● Your objective: Except for the pictures, reproduce the records word for word.

---------------

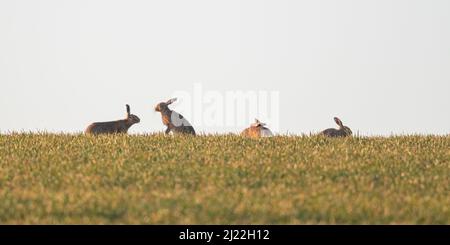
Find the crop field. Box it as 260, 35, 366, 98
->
0, 133, 448, 224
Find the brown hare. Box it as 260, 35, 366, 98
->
321, 117, 352, 137
241, 119, 273, 138
155, 98, 196, 135
85, 104, 140, 135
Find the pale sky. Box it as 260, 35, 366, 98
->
1, 0, 449, 135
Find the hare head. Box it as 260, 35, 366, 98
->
126, 104, 141, 124
334, 117, 352, 136
251, 119, 267, 127
241, 118, 273, 137
254, 119, 273, 137
155, 98, 177, 112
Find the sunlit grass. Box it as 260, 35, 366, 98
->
0, 133, 449, 224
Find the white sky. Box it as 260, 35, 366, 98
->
1, 0, 449, 135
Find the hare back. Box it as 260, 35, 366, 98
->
170, 111, 194, 127
161, 111, 193, 127
260, 127, 273, 137
321, 128, 347, 137
241, 127, 261, 138
170, 126, 196, 135
85, 120, 128, 135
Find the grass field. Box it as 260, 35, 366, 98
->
0, 133, 449, 224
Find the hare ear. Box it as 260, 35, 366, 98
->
126, 104, 131, 116
252, 118, 266, 127
257, 119, 267, 126
166, 98, 177, 105
334, 117, 343, 127
251, 119, 260, 127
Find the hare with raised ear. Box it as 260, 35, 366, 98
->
85, 104, 140, 135
320, 117, 352, 137
155, 98, 196, 135
241, 119, 273, 138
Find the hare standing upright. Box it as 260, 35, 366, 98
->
321, 117, 352, 137
155, 98, 196, 135
85, 104, 140, 135
241, 119, 273, 138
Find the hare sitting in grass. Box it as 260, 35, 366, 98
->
85, 104, 140, 135
155, 98, 196, 135
241, 119, 273, 138
321, 117, 352, 137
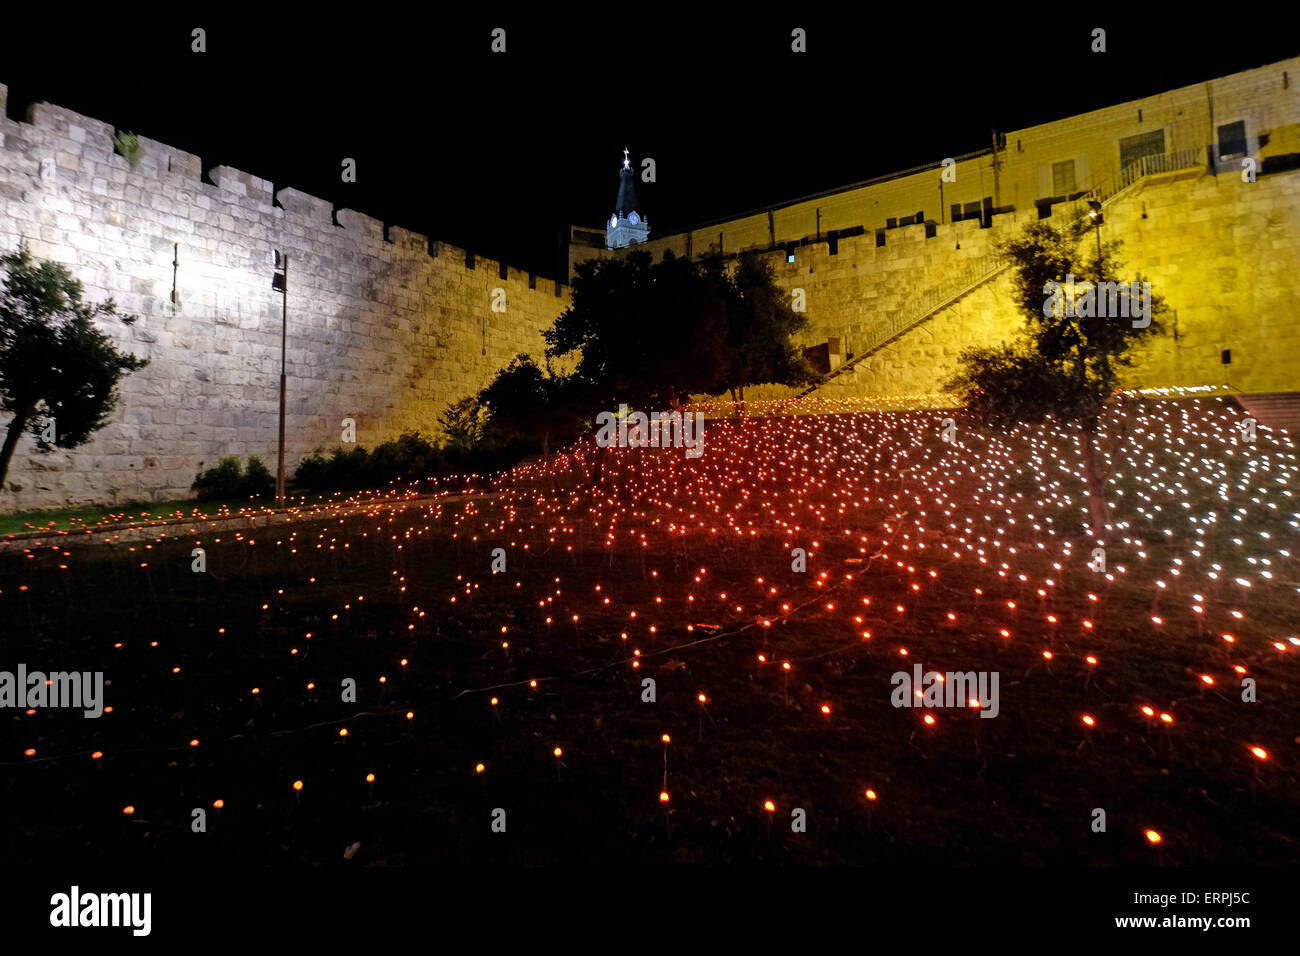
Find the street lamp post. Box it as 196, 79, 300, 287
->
1087, 200, 1104, 283
272, 250, 288, 507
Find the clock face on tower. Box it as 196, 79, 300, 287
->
610, 214, 618, 229
628, 212, 640, 225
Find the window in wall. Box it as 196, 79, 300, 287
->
1218, 120, 1247, 159
1119, 129, 1166, 171
1052, 160, 1076, 195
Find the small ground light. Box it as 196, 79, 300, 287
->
764, 800, 776, 812
122, 806, 135, 815
213, 799, 224, 809
1251, 747, 1268, 760
1082, 714, 1095, 727
475, 763, 485, 773
1145, 829, 1162, 844
293, 780, 303, 791
659, 791, 670, 803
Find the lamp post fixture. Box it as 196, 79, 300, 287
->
1087, 200, 1104, 284
272, 249, 288, 507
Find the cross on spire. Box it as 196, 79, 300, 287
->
623, 147, 630, 169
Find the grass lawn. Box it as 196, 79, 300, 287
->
1, 395, 1296, 866
0, 489, 418, 538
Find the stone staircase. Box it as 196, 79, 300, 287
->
1235, 392, 1300, 437
794, 150, 1203, 401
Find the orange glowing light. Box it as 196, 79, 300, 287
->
865, 789, 877, 801
1082, 715, 1095, 727
122, 806, 135, 815
763, 800, 776, 812
659, 791, 670, 803
923, 714, 936, 725
293, 780, 303, 791
1145, 829, 1162, 845
1250, 747, 1268, 760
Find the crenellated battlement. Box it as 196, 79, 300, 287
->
0, 80, 570, 512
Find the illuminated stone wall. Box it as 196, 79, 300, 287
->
0, 85, 568, 512
575, 57, 1300, 405
740, 165, 1300, 403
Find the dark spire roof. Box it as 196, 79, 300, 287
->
614, 149, 639, 218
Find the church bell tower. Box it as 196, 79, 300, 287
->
606, 147, 649, 249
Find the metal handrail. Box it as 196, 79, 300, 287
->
796, 149, 1206, 399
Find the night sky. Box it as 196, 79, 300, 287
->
0, 11, 1291, 279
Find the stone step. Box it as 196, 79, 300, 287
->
1235, 392, 1300, 436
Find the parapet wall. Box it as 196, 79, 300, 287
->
0, 86, 569, 512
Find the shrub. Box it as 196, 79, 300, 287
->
192, 455, 276, 501
113, 130, 144, 166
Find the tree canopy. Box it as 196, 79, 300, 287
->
943, 218, 1168, 537
0, 247, 148, 490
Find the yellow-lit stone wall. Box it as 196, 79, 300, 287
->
576, 57, 1300, 404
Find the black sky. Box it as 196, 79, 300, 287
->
0, 11, 1293, 279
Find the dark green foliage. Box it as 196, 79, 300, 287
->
112, 130, 144, 166
0, 247, 148, 489
437, 396, 483, 454
290, 431, 528, 492
544, 248, 818, 414
945, 220, 1166, 430
192, 455, 275, 500
477, 355, 587, 456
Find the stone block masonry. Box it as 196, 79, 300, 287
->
0, 88, 569, 513
732, 166, 1300, 404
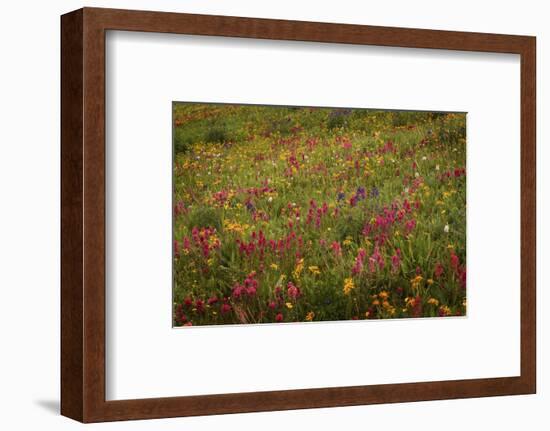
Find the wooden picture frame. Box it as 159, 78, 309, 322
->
61, 7, 536, 423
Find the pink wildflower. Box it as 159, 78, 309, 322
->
391, 248, 401, 273
287, 282, 300, 299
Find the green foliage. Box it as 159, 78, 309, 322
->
390, 111, 433, 127
265, 117, 294, 136
436, 114, 467, 146
327, 109, 351, 130
204, 121, 231, 143
187, 207, 222, 231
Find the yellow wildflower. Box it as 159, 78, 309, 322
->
208, 234, 219, 247
223, 220, 248, 234
308, 266, 321, 275
378, 291, 389, 300
405, 296, 416, 307
305, 311, 315, 321
285, 302, 293, 309
270, 263, 279, 270
343, 277, 355, 295
427, 279, 434, 285
343, 236, 353, 246
411, 275, 423, 290
427, 297, 439, 306
293, 258, 304, 279
439, 305, 451, 316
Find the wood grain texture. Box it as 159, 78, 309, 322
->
60, 9, 84, 422
520, 37, 536, 394
60, 7, 537, 423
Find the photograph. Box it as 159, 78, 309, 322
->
172, 103, 467, 326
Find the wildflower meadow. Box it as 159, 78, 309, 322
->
173, 103, 466, 326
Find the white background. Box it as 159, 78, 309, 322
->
0, 0, 547, 429
106, 31, 520, 400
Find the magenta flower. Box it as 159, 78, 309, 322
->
352, 248, 367, 275
369, 247, 384, 273
391, 248, 401, 273
405, 219, 416, 234
232, 283, 244, 299
434, 263, 444, 278
287, 282, 300, 299
207, 296, 218, 305
459, 267, 466, 289
450, 252, 460, 271
195, 299, 205, 313
331, 241, 342, 257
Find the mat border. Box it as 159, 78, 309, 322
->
61, 7, 536, 422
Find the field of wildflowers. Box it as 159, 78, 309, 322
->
173, 103, 466, 326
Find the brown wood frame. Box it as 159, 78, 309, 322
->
61, 7, 536, 423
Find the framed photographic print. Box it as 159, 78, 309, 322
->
61, 7, 536, 422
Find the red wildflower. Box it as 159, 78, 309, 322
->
450, 252, 460, 271
459, 267, 467, 289
391, 248, 401, 273
195, 299, 205, 313
434, 263, 444, 278
352, 248, 367, 275
287, 282, 300, 299
412, 295, 423, 317
331, 241, 342, 257
369, 247, 384, 273
232, 283, 244, 299
405, 219, 416, 234
207, 296, 218, 305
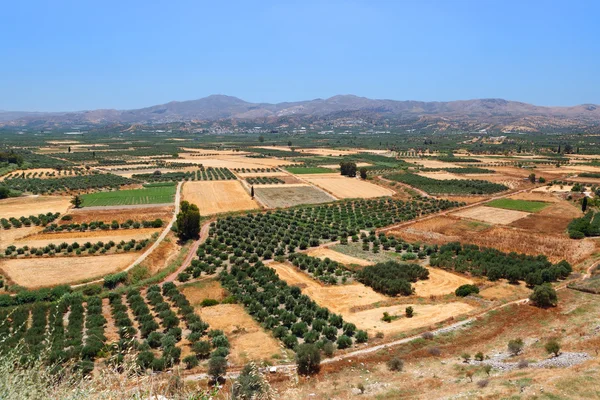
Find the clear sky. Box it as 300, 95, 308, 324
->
1, 0, 598, 111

---------------

● Solution to the problem:
Find the crop field. Box it as 260, 35, 366, 98
->
0, 133, 448, 224
Find the brown hare. Box it as 260, 35, 366, 98
->
321, 117, 352, 137
241, 119, 273, 138
155, 98, 196, 135
85, 104, 140, 135
Find the pale sky. Box it as 260, 35, 366, 98
->
1, 0, 449, 135
Find the hare head. Box it as 260, 35, 366, 98
->
126, 104, 141, 124
334, 117, 352, 136
251, 119, 267, 127
241, 118, 273, 137
254, 119, 273, 137
155, 98, 177, 112
Find the sunlit grass. Box it as 260, 35, 366, 98
->
0, 133, 449, 224
Find the white sky. Box it as 260, 35, 366, 98
->
1, 0, 449, 135
Find the hare back. Box it as 260, 35, 366, 98
->
170, 111, 194, 127
161, 111, 193, 127
260, 127, 273, 137
321, 128, 347, 137
241, 127, 261, 138
170, 126, 196, 135
85, 120, 128, 135
Find the grass field. Box it as 260, 35, 366, 98
->
0, 133, 449, 224
Find the hare ear. Box it as 260, 35, 366, 98
->
126, 104, 131, 116
252, 118, 266, 127
257, 119, 267, 126
166, 98, 177, 105
334, 117, 343, 127
251, 119, 260, 127
Find the hare with raised ear. Box it as 260, 35, 366, 98
->
85, 104, 140, 135
320, 117, 352, 137
155, 98, 196, 135
241, 119, 273, 138
Find the hare standing upright. Box it as 260, 35, 366, 98
->
321, 117, 352, 137
155, 98, 196, 135
85, 104, 140, 135
241, 119, 273, 138
Find the hare sitting in grass. Box it as 260, 35, 366, 98
->
85, 104, 140, 135
155, 98, 196, 135
241, 119, 273, 138
321, 117, 352, 137
Find the street lamp post. Box it as 196, 79, 300, 287
->
1087, 200, 1104, 283
272, 250, 288, 507
Find the clock face on tower. Box it as 196, 79, 300, 287
->
610, 214, 618, 229
628, 212, 640, 225
Find the window in wall. Box it as 196, 79, 300, 287
->
1218, 120, 1247, 159
1119, 129, 1166, 171
1052, 160, 1076, 195
Find the small ground light. Box it as 196, 79, 300, 287
->
764, 800, 776, 812
122, 806, 135, 815
213, 799, 224, 809
1251, 747, 1268, 760
1082, 714, 1095, 727
475, 763, 485, 773
1145, 829, 1162, 844
293, 780, 303, 791
659, 791, 670, 803
Find the lamp post fixture. Box it as 196, 79, 300, 287
->
1087, 200, 1104, 284
272, 249, 288, 507
Find the cross on spire. Box it as 196, 79, 300, 287
->
623, 147, 630, 169
Find the grass lawn. Box it as 196, 79, 300, 287
->
1, 395, 1296, 866
0, 489, 418, 538
Find the stone staircase. Box it as 196, 79, 300, 287
->
1235, 392, 1300, 437
794, 150, 1203, 401
Find the orange glowing light. Box it as 196, 79, 300, 287
->
865, 789, 877, 801
1082, 715, 1095, 727
122, 806, 135, 815
763, 800, 776, 812
659, 791, 670, 803
923, 714, 936, 725
293, 780, 303, 791
1145, 829, 1162, 845
1250, 747, 1268, 760
Find the crenellated battlement. Box it as 196, 79, 300, 287
->
0, 80, 570, 512
Find the illuminated stone wall. Box it as 196, 79, 300, 287
->
0, 85, 568, 512
575, 57, 1300, 405
740, 165, 1300, 403
Find the dark spire roof. Box it as 196, 79, 300, 287
->
614, 149, 639, 218
Find the church bell tower. Box it as 196, 79, 300, 287
->
606, 147, 649, 249
Find the metal handrail. Box it as 196, 79, 300, 287
->
796, 149, 1206, 399
Find the night sky. Box it as 196, 79, 300, 287
->
0, 11, 1291, 279
Find the stone step. Box it as 196, 79, 300, 287
->
1235, 392, 1300, 436
Find the parapet wall. Box it as 196, 79, 300, 287
->
0, 86, 569, 512
Find the shrub. Box it as 196, 79, 300, 287
->
192, 455, 276, 501
113, 130, 144, 166
Find the tree canopy. Box it as 196, 79, 300, 287
->
943, 218, 1168, 537
0, 247, 148, 490
Find the yellow-lit stone wall. Box it as 196, 79, 300, 287
->
576, 57, 1300, 404
Find the black sky. Box it as 196, 79, 300, 287
->
0, 11, 1293, 279
Find the dark green foliage. Box it as 196, 79, 300, 287
->
112, 130, 144, 166
0, 247, 148, 489
437, 396, 483, 454
290, 431, 528, 492
544, 248, 818, 414
945, 220, 1166, 430
192, 455, 275, 500
477, 355, 587, 456
Find the stone block masonry. Box it as 196, 79, 300, 287
->
0, 88, 569, 513
732, 166, 1300, 404
Find the wooden picture frame. Box it as 159, 78, 309, 322
->
61, 7, 536, 423
Find the pink wildflower. Box it as 159, 78, 309, 322
->
391, 248, 401, 273
287, 282, 300, 299
Find the green foliage. Box it as 159, 78, 309, 322
->
390, 111, 433, 127
265, 117, 294, 136
436, 114, 467, 146
327, 109, 351, 130
204, 121, 231, 143
187, 207, 222, 231
Find the yellow wildflower. Box it as 159, 78, 309, 322
->
208, 234, 219, 247
223, 220, 248, 234
308, 266, 321, 275
378, 291, 389, 300
405, 296, 416, 307
305, 311, 315, 321
285, 302, 293, 309
270, 263, 279, 270
343, 277, 355, 295
427, 279, 434, 285
343, 236, 353, 246
411, 275, 423, 290
427, 297, 439, 306
293, 258, 304, 279
439, 305, 451, 316
Find the wood grain texture. Box it as 159, 78, 309, 322
->
60, 9, 84, 422
520, 37, 536, 394
60, 7, 537, 423
Find the photograph. Box it as 159, 78, 309, 322
->
172, 103, 467, 326
Find the wildflower meadow. Box it as 159, 78, 309, 322
->
173, 103, 466, 326
Find the white background. Box it as 159, 78, 309, 322
->
0, 0, 547, 429
106, 31, 520, 400
Find the magenta flower. Box it as 159, 78, 309, 322
->
352, 248, 367, 275
369, 247, 384, 273
391, 248, 401, 273
405, 219, 416, 234
232, 283, 244, 299
434, 263, 444, 278
287, 282, 300, 299
207, 296, 218, 305
459, 267, 466, 289
450, 252, 460, 271
195, 299, 205, 313
331, 241, 342, 257
Find the mat border. Box it as 159, 78, 309, 322
->
61, 7, 536, 422
Find the field of wildflowers. Box it as 159, 78, 309, 322
->
173, 103, 466, 326
Find the brown wood frame. Box it as 159, 78, 309, 322
->
61, 7, 536, 423
Find the framed photographic print. Box it as 159, 78, 309, 322
->
61, 7, 536, 422
Find the red wildflower. Box it as 159, 78, 309, 322
->
450, 252, 460, 271
459, 267, 467, 289
391, 248, 401, 273
195, 299, 205, 313
434, 263, 444, 278
352, 248, 367, 275
287, 282, 300, 299
412, 295, 423, 317
331, 241, 342, 257
369, 247, 384, 273
232, 283, 244, 299
405, 219, 416, 234
207, 296, 218, 305
Find the clear sky. Box it as 300, 95, 308, 324
->
1, 0, 598, 111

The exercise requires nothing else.